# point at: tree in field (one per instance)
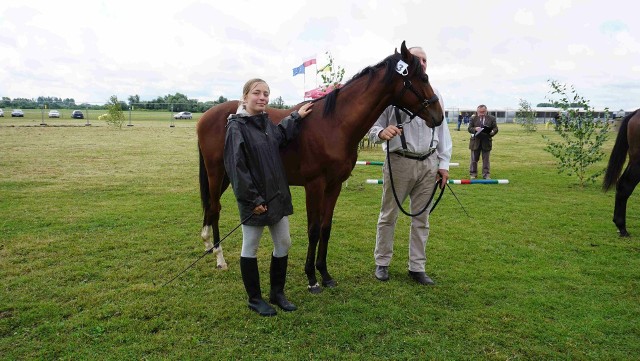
(581, 135)
(278, 103)
(526, 117)
(115, 116)
(331, 75)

• TASK TO CARRY OUT:
From the items above, extract every line that contains the string "tree".

• TASK SOLUTION:
# point at: tree in field (one per instance)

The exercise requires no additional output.